### What this task involves
The answer should be the records below, word for word, with every image left out.

### Input data
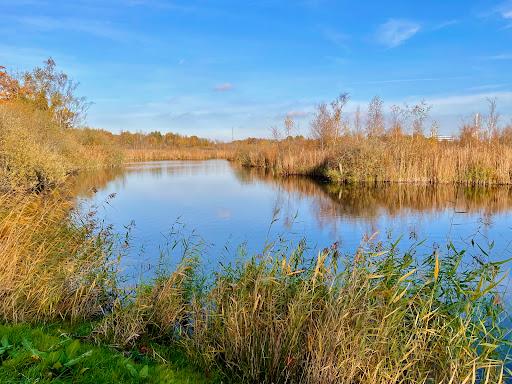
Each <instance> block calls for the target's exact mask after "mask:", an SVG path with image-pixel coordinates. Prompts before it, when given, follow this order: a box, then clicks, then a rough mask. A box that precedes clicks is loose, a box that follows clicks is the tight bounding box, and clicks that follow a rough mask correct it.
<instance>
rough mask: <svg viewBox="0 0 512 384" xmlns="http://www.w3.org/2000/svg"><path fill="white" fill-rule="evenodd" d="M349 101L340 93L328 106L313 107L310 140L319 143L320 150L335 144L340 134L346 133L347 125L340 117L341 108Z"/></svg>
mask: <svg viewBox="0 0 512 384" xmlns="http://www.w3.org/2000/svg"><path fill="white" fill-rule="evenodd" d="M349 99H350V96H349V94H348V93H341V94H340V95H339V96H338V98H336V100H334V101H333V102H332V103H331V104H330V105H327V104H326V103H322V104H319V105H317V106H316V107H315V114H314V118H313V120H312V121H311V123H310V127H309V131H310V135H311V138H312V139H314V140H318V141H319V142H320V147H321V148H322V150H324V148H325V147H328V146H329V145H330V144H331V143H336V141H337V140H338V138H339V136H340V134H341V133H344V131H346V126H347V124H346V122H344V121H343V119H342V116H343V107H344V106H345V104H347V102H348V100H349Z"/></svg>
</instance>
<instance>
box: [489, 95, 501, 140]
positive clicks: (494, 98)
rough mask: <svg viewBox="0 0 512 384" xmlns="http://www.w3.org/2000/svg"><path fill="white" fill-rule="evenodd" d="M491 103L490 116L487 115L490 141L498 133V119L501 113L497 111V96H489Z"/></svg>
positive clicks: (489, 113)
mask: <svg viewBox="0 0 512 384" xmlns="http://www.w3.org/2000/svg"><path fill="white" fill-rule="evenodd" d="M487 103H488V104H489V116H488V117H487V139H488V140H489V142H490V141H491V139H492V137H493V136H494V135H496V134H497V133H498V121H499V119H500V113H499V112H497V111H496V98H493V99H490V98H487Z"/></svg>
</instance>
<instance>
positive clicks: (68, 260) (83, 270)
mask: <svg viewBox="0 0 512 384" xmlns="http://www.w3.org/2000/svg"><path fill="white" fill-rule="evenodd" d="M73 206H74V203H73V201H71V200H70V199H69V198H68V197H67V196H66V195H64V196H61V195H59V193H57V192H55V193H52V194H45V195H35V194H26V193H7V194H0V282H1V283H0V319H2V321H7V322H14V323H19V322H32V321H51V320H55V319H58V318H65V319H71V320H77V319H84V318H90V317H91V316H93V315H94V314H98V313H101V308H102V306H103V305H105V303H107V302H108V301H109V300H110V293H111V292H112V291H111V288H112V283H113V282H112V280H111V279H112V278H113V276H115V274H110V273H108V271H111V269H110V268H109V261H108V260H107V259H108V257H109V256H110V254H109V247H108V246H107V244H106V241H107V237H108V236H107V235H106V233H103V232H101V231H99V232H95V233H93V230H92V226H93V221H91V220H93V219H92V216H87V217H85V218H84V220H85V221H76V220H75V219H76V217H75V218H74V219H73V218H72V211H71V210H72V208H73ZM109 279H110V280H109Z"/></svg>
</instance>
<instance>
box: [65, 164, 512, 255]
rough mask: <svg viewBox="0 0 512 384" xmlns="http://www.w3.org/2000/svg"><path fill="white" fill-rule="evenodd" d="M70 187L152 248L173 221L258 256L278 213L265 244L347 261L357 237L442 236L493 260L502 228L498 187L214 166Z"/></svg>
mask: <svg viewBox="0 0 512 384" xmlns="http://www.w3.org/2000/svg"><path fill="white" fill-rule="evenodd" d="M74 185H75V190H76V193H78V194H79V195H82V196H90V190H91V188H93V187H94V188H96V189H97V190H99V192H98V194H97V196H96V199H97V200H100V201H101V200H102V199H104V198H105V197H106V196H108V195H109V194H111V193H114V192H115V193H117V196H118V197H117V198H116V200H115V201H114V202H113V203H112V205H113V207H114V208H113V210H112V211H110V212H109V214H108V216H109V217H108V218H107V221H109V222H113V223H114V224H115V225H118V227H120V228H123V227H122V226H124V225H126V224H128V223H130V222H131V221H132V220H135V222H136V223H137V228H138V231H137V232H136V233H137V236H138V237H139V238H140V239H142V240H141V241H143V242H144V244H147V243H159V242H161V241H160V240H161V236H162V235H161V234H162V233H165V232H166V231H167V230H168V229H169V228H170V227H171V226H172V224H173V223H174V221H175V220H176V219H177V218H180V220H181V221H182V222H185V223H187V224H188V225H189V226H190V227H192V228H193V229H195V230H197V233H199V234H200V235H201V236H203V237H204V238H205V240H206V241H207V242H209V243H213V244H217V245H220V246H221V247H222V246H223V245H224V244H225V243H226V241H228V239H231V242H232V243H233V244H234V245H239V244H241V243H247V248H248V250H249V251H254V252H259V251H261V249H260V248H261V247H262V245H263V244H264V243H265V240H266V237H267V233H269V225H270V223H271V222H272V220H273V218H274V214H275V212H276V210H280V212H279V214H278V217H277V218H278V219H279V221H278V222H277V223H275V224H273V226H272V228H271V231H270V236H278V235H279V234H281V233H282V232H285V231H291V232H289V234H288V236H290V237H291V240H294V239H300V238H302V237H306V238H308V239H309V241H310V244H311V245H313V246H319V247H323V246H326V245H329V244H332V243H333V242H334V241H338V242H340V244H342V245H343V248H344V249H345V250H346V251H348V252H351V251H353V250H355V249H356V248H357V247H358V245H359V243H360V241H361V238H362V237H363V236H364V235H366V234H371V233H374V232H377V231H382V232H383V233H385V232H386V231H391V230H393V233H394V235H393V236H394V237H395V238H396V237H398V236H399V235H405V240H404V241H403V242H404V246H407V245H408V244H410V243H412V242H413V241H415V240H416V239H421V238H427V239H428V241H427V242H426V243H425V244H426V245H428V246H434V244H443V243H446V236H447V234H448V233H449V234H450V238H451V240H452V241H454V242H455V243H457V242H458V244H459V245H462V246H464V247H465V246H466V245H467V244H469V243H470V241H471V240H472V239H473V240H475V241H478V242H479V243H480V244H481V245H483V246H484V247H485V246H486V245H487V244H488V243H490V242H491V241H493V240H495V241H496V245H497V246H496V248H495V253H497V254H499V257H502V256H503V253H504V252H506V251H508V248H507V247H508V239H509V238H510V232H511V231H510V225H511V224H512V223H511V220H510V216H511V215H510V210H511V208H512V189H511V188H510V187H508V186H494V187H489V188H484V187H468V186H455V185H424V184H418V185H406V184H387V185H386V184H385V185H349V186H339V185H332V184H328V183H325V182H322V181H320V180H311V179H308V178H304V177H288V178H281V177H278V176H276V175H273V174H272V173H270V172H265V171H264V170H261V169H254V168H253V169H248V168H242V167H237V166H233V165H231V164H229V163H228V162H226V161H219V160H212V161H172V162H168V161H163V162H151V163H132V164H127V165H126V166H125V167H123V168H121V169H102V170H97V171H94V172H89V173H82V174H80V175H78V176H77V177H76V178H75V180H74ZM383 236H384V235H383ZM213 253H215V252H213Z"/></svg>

### Problem solution
Each <instance> block calls for the target's exact mask after "mask:", an SVG path with image-pixel coordinates. Prompts before it, when given, follow this order: a box, then clicks, then a rough mask. A box that precedes clicks is loose, a box that follows clicks is the tight bounding box, and clicks that follow a rough mask correct it.
<instance>
rough mask: <svg viewBox="0 0 512 384" xmlns="http://www.w3.org/2000/svg"><path fill="white" fill-rule="evenodd" d="M349 101L340 93L328 106L313 107L310 140L319 143L320 150L335 144L340 134L346 133L347 125L340 117L341 108Z"/></svg>
mask: <svg viewBox="0 0 512 384" xmlns="http://www.w3.org/2000/svg"><path fill="white" fill-rule="evenodd" d="M349 99H350V96H349V94H348V93H341V94H340V95H339V96H338V98H336V100H334V101H333V102H332V103H331V104H330V105H327V104H326V103H322V104H319V105H317V106H316V107H315V114H314V118H313V120H312V121H311V123H310V127H309V131H310V135H311V138H312V139H314V140H318V141H319V142H320V147H321V148H322V150H324V148H325V147H328V146H329V145H330V144H331V143H336V141H337V140H338V138H339V136H340V134H341V133H344V131H346V126H347V124H346V122H344V121H343V119H342V116H343V107H344V106H345V104H347V102H348V100H349Z"/></svg>
</instance>
<instance>
box: [489, 95, 501, 140]
positive clicks: (494, 98)
rough mask: <svg viewBox="0 0 512 384" xmlns="http://www.w3.org/2000/svg"><path fill="white" fill-rule="evenodd" d="M491 103L490 116L487 115L490 141L498 133V119L501 113L497 111V96H489Z"/></svg>
positive clicks: (489, 113)
mask: <svg viewBox="0 0 512 384" xmlns="http://www.w3.org/2000/svg"><path fill="white" fill-rule="evenodd" d="M487 103H488V104H489V116H488V117H487V139H488V140H489V142H490V141H491V139H492V137H493V136H494V135H496V134H497V133H498V121H499V119H500V113H499V112H497V111H496V98H493V99H490V98H487Z"/></svg>
</instance>
<instance>
positive clicks: (68, 260) (83, 270)
mask: <svg viewBox="0 0 512 384" xmlns="http://www.w3.org/2000/svg"><path fill="white" fill-rule="evenodd" d="M73 206H74V203H73V201H71V200H70V199H69V198H68V197H67V196H66V195H64V196H61V195H59V193H57V192H55V193H52V194H45V195H35V194H26V193H7V194H0V282H1V283H0V319H2V321H7V322H14V323H19V322H32V321H51V320H55V319H58V318H65V319H71V320H77V319H84V318H90V317H91V316H93V315H94V314H98V313H101V308H102V306H103V305H105V303H107V302H108V301H109V300H110V293H111V292H112V291H111V288H112V283H113V282H112V280H111V279H112V278H113V276H115V274H110V273H108V271H111V269H110V268H109V261H108V260H107V259H108V257H109V256H110V254H109V247H108V246H107V244H106V241H107V237H108V236H107V235H106V233H103V232H101V231H99V232H95V233H93V230H92V226H93V221H91V220H93V219H92V216H87V217H85V218H84V220H85V221H76V220H75V219H76V217H75V218H74V219H73V218H72V211H71V210H72V208H73ZM109 279H110V280H109Z"/></svg>
</instance>
<instance>
box: [65, 164, 512, 255]
rough mask: <svg viewBox="0 0 512 384" xmlns="http://www.w3.org/2000/svg"><path fill="white" fill-rule="evenodd" d="M70 187L152 248L173 221L258 256L278 213L265 244L347 261L357 237L442 236L493 260L502 228L498 187L214 166Z"/></svg>
mask: <svg viewBox="0 0 512 384" xmlns="http://www.w3.org/2000/svg"><path fill="white" fill-rule="evenodd" d="M74 185H75V190H76V193H78V194H79V195H82V196H90V190H91V188H93V187H94V188H96V189H97V190H99V192H98V194H97V196H96V199H97V200H100V201H101V200H102V199H104V198H105V197H106V196H108V195H109V194H111V193H114V192H115V193H117V196H118V197H117V198H116V200H115V201H114V202H113V203H112V205H113V207H114V208H113V210H112V211H110V212H109V214H108V216H109V217H108V218H107V221H109V222H113V223H114V224H115V225H118V227H120V228H123V227H122V226H124V225H126V224H128V223H130V222H131V221H132V220H135V222H136V223H137V228H138V231H137V232H136V233H137V236H138V237H139V238H140V239H142V240H141V241H143V242H144V244H147V243H159V242H161V241H160V240H161V236H162V235H161V234H162V233H165V232H166V231H167V230H168V229H169V228H170V227H171V226H172V224H173V223H174V221H175V220H176V219H177V218H180V220H181V221H182V222H185V223H187V224H188V225H189V226H190V227H192V228H193V229H195V230H197V233H199V234H200V235H201V236H203V237H204V238H205V240H206V241H207V242H209V243H213V244H217V245H220V246H221V247H222V246H223V245H224V244H225V243H226V241H228V239H231V242H232V243H233V244H234V245H239V244H241V243H247V248H248V250H249V251H254V252H259V251H261V249H260V248H261V247H262V245H263V244H264V243H265V240H266V237H267V233H269V225H270V223H271V222H272V220H273V218H274V214H275V212H276V210H280V212H279V214H278V217H277V218H278V219H279V221H278V222H277V223H275V224H273V226H272V228H271V231H270V236H278V235H279V234H281V233H282V232H285V231H291V232H289V234H288V236H290V237H291V240H294V239H300V238H302V237H306V238H308V239H309V241H310V244H311V245H313V246H319V247H323V246H326V245H329V244H332V243H333V242H334V241H338V242H340V244H342V245H343V248H344V249H345V250H346V251H348V252H351V251H353V250H355V249H356V248H357V247H358V245H359V243H360V241H361V238H362V237H363V236H364V235H366V234H371V233H374V232H377V231H382V232H383V233H385V232H386V231H391V230H393V233H394V235H393V236H394V237H395V238H396V237H398V236H399V235H405V240H404V241H403V242H404V246H407V245H408V244H410V243H412V242H413V241H415V240H416V239H421V238H427V239H428V241H427V242H426V243H425V244H426V245H428V246H434V244H443V243H446V236H447V234H448V233H449V234H450V238H451V240H452V241H454V242H455V243H457V242H458V244H459V245H462V246H464V247H465V246H466V245H467V244H469V243H470V241H471V240H472V239H473V240H475V241H478V242H479V243H480V244H481V245H483V246H484V247H485V246H486V245H487V244H488V243H490V242H491V241H493V240H495V241H496V245H497V246H496V248H495V253H497V254H499V257H502V256H503V253H504V252H506V251H508V248H507V247H508V239H509V238H510V232H511V231H510V225H511V224H512V223H511V220H510V216H511V215H510V210H511V208H512V189H511V188H510V187H508V186H494V187H489V188H484V187H468V186H455V185H424V184H418V185H406V184H387V185H386V184H385V185H349V186H339V185H332V184H328V183H325V182H322V181H320V180H311V179H308V178H304V177H288V178H281V177H278V176H276V175H273V174H272V173H270V172H265V171H264V170H261V169H254V168H253V169H248V168H242V167H237V166H233V165H231V164H229V163H228V162H226V161H219V160H212V161H172V162H168V161H163V162H151V163H132V164H127V165H126V166H125V167H123V168H121V169H102V170H97V171H94V172H89V173H82V174H80V175H78V176H77V177H76V178H75V180H74ZM383 236H384V235H383ZM213 253H215V252H213Z"/></svg>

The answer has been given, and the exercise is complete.